▶ Text provided
Karl Jaspars used the term axial age because he conceived its workings as the hinge on which human history has turned. According to his view these new departures in spiritual, moral and intellectual life were cultural benchmarks in the sense that they had an everlasting influence on human history. A great deal of the many cultural and spiritual renaissances the world has known, are in fact novel re-interpretations and revivals of this axial tradition. (1)
The 'axial age' hypothesis challenged the historians of antiquity who, in due time, held a conference on the theme. (2) A more recent edition of a bundle of papers written by specialists in cultural dynamics explored the theme in greater detail (Eisenstadt 1985). As a result of the additional research on the religious, cultural and social dynamics in the first millennium BC, newly labelled as the age of transcendence, some specific aspects of the intellectual history of mankind were clarified. As a consequence, we are better informed on the dynamics of spiritual reforms and social changes of the axial age. The Eisenstadt papers drew the attention to the following points:
- The rise of the ethical religions and their gradual rationalisation.
- The origin and genesis of a new sense of historical consciousness.
- The intellectual exodus out of cosmological compactness and the gradual appearance of specific value spheres: religious, moral, political, philosophic.
- The influence of independent and critical elites.
This enriched version of the 'axial age' thesis is more attentive to the cross-fertilisations between the Mediterranean cultures. In order to exemplify this cultural intercourse, the Oriental influences on the development of biblical theology offers a good case. The difference in spiritual and moral values of the post-exilic Deutero-Isaiah in comparison with those of the pre-exilic Isaiah are largely attributed to Babylonian and Persian influences.
The Jaspars thesis has also been challenged by recent research which casted light on the material artefacts of the pre-axial civilisations. If we take into account the achievements in various domains such as the agricultural techniques, the bureaucratic organisations and the religious and moral ideas from Mesopotamia and Egypt on the subsequent Mediterranean cultures, our cultural horizon widens considerably. The civilisations of Mesopotamia created palace and temple complexes of an unparalleled grandeur and pioneered with law codices. The Egyptian wisdom literature produced the first recorded expression of humanism in history. However, in the domain of economic thought they were only precursors, not founders of a tradition.
III. What is in the term 'Tradition'
The moment has come to clarify the last term figuring in our title, namely the concept of tradition. The history of ideas informs us that changes in world views are generally the work of spiritual and intellectual elites who are able to launch a new tradition of thought or to achieve a re-interpretation of an old one. The communication of new ideas by elites is a necessary but not sufficient condition for the genesis of a tradition. As a rule the institutionalisation of the communication process is an important step. A tradition may be called an historical embodiment of institutionalised communication which in the course of time grew into a classical reference (Lambert 1957, Grunebaum 1969, Assman 1987). In the intellectual history of mankind, the concept of 'tradition' represents a process of an organised and enduring influence. As a rule, the historical florescence of an intellectual tradition requires the following stages: thematization, textualization, institutionalisation and canonisation or canonicity.

▶ Tasks to complete
1. Identify every parenthetical author-and-year citation in the passage on the axial age.
2. Reproduce the passage on the axial age starting at "The 'axial age' hypothesis" and ending at "their gradual rationalisation.".
Rely solely on the passage on the axial age when responding.

▶ Extracted data
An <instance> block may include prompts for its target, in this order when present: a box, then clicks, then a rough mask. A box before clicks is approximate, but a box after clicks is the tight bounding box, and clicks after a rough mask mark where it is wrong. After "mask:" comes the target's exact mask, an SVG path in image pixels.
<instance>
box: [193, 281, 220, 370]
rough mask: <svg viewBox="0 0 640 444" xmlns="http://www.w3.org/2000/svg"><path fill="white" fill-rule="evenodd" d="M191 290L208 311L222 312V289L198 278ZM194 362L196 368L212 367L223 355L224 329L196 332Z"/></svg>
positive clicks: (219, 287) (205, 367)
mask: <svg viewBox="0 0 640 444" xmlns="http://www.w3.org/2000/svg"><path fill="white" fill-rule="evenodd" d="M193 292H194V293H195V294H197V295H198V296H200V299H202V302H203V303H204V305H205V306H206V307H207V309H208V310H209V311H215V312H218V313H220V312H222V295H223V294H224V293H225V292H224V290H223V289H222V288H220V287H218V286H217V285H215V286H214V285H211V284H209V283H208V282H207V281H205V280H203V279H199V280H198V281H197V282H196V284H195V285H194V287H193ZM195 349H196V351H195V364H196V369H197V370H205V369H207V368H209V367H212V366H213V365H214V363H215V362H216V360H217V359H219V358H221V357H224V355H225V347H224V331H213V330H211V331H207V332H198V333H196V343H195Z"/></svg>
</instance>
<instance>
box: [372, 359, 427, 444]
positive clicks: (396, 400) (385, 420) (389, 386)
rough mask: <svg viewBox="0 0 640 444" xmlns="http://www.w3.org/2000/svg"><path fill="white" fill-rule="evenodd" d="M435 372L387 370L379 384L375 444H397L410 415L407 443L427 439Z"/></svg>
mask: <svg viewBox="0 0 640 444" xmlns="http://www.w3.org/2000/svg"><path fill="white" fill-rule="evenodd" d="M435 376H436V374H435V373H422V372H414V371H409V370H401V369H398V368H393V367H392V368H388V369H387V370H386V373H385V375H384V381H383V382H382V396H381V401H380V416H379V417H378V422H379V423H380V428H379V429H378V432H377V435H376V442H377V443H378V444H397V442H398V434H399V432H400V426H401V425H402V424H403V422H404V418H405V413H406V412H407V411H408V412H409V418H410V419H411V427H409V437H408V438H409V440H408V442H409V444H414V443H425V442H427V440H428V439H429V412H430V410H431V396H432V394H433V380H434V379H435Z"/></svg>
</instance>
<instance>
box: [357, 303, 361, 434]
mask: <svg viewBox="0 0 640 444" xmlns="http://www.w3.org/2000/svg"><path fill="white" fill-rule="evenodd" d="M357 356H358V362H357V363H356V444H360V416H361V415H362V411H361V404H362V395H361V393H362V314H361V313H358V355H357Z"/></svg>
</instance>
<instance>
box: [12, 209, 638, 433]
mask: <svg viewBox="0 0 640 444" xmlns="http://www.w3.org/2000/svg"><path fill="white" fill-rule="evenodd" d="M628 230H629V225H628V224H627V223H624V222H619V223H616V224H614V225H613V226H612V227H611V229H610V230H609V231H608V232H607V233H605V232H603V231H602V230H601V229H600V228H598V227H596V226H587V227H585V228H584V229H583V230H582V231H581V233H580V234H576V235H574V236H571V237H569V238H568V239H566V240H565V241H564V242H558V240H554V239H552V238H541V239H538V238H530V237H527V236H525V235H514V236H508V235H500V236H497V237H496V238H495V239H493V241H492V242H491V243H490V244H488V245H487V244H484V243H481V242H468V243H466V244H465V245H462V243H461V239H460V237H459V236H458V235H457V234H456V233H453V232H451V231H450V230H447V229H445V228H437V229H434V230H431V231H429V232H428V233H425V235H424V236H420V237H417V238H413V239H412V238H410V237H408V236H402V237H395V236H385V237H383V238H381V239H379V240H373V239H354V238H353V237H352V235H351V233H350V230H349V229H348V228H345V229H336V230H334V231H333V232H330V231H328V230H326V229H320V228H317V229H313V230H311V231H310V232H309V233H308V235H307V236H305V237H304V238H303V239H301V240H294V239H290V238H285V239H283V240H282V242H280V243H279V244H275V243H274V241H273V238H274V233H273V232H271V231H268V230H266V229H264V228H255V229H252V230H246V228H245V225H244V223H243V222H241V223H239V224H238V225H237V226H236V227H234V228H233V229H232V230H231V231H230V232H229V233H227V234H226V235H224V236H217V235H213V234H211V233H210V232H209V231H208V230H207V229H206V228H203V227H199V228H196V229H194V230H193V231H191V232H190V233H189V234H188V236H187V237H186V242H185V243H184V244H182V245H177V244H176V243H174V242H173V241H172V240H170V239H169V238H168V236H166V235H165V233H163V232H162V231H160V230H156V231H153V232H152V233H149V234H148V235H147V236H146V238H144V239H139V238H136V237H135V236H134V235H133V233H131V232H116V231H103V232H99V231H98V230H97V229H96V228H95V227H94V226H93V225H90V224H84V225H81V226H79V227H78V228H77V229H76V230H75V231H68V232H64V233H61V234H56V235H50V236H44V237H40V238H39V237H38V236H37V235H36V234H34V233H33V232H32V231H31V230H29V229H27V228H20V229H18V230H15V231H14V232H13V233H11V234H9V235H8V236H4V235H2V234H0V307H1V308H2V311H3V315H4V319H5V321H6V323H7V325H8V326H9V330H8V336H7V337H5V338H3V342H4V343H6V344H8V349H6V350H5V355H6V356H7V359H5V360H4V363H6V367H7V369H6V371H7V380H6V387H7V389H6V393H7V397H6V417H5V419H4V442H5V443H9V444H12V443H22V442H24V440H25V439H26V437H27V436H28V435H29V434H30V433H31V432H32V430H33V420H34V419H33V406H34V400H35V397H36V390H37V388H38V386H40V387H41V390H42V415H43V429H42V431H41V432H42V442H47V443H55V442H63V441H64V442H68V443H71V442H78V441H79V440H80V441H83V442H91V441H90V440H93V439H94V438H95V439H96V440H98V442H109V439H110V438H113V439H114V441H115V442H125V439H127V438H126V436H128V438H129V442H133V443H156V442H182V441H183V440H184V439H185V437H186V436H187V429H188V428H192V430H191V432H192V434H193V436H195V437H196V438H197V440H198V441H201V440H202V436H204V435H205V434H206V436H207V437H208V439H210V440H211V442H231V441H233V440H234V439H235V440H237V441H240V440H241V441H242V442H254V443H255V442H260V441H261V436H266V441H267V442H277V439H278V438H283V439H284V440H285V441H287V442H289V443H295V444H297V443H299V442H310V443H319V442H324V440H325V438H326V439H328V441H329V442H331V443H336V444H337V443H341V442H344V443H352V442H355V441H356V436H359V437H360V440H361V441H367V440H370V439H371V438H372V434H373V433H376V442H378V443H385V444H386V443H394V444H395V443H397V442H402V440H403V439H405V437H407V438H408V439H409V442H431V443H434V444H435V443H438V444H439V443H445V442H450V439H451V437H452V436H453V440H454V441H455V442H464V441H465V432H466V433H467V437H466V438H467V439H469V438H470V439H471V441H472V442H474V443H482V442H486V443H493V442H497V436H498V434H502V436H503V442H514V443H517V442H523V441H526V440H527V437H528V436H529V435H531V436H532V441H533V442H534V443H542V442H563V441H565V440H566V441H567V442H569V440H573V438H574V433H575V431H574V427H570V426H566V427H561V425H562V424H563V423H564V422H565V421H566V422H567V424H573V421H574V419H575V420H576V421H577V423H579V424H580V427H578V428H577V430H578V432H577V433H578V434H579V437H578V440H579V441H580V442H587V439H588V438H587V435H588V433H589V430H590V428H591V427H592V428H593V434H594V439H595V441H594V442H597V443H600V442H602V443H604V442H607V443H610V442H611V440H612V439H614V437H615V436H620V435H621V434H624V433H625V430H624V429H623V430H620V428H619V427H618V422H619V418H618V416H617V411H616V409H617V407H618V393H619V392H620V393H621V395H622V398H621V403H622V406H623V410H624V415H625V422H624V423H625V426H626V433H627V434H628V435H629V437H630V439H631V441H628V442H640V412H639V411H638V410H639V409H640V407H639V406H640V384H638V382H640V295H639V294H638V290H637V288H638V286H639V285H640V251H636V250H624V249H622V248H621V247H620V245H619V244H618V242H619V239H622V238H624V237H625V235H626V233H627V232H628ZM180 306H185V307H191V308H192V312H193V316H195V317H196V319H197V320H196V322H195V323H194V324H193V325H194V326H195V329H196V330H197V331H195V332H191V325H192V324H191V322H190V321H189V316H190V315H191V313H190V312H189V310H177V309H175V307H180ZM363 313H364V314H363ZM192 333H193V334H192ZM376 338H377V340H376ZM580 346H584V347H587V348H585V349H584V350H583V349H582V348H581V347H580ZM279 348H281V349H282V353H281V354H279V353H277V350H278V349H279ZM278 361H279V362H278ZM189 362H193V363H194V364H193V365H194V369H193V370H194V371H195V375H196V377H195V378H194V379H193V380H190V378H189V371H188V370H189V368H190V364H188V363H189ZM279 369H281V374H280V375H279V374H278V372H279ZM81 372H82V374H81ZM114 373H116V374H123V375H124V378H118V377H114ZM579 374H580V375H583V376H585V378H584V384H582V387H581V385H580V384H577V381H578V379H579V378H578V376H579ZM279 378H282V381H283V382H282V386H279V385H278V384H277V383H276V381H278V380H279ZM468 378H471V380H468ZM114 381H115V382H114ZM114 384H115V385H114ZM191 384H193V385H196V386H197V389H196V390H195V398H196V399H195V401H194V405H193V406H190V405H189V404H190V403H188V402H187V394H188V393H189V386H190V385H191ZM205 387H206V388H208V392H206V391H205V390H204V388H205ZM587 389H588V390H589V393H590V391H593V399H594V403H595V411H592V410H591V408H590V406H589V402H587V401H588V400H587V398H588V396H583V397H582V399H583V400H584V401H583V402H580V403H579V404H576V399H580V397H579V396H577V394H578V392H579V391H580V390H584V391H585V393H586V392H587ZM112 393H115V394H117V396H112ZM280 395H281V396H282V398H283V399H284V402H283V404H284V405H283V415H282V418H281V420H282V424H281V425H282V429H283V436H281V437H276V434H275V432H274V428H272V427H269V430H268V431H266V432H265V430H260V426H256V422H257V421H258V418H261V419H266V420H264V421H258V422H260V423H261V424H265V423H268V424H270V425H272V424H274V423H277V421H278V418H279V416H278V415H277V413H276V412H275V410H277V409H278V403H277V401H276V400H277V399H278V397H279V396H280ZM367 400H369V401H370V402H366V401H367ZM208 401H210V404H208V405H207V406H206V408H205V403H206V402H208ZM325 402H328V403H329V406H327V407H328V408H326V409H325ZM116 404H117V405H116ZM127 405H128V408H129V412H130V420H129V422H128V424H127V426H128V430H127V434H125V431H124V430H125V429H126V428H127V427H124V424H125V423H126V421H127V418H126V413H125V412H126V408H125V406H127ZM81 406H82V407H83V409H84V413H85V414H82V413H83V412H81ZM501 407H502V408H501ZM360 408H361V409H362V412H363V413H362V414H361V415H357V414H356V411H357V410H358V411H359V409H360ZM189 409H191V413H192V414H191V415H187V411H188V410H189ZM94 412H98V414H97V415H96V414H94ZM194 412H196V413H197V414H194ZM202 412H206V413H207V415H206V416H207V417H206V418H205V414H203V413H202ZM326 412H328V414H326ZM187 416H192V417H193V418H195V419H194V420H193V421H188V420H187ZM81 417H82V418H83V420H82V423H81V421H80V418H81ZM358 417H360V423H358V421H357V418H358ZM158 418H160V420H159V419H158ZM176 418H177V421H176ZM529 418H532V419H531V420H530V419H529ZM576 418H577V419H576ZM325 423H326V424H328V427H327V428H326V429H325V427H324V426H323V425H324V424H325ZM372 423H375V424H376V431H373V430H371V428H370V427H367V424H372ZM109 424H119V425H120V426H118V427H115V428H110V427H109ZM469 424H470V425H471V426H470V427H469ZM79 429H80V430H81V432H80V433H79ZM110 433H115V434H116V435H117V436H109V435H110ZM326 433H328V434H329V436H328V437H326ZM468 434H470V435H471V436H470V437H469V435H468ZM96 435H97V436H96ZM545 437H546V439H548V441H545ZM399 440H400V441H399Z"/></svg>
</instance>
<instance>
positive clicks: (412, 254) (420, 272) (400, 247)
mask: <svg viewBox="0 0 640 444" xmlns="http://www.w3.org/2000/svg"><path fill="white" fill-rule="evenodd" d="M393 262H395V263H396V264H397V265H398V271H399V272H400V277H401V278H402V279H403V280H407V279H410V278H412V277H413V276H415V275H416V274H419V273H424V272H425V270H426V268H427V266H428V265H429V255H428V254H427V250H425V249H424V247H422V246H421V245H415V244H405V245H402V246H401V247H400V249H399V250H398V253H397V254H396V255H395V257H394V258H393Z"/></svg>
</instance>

▶ Solutions for each task
1. Eisenstadt 1985; Lambert 1957; Grunebaum 1969; Assman 1987

2.
The 'axial age' hypothesis challenged the historians of antiquity who, in due time, held a conference on the theme. (2) A more recent edition of a bundle of papers written by specialists in cultural dynamics explored the theme in greater detail (Eisenstadt 1985). As a result of the additional research on the religious, cultural and social dynamics in the first millennium BC, newly labelled as the age of transcendence, some specific aspects of the intellectual history of mankind were clarified. As a consequence, we are better informed on the dynamics of spiritual reforms and social changes of the axial age. The Eisenstadt papers drew the attention to the following points:
- The rise of the ethical religions and their gradual rationalisation.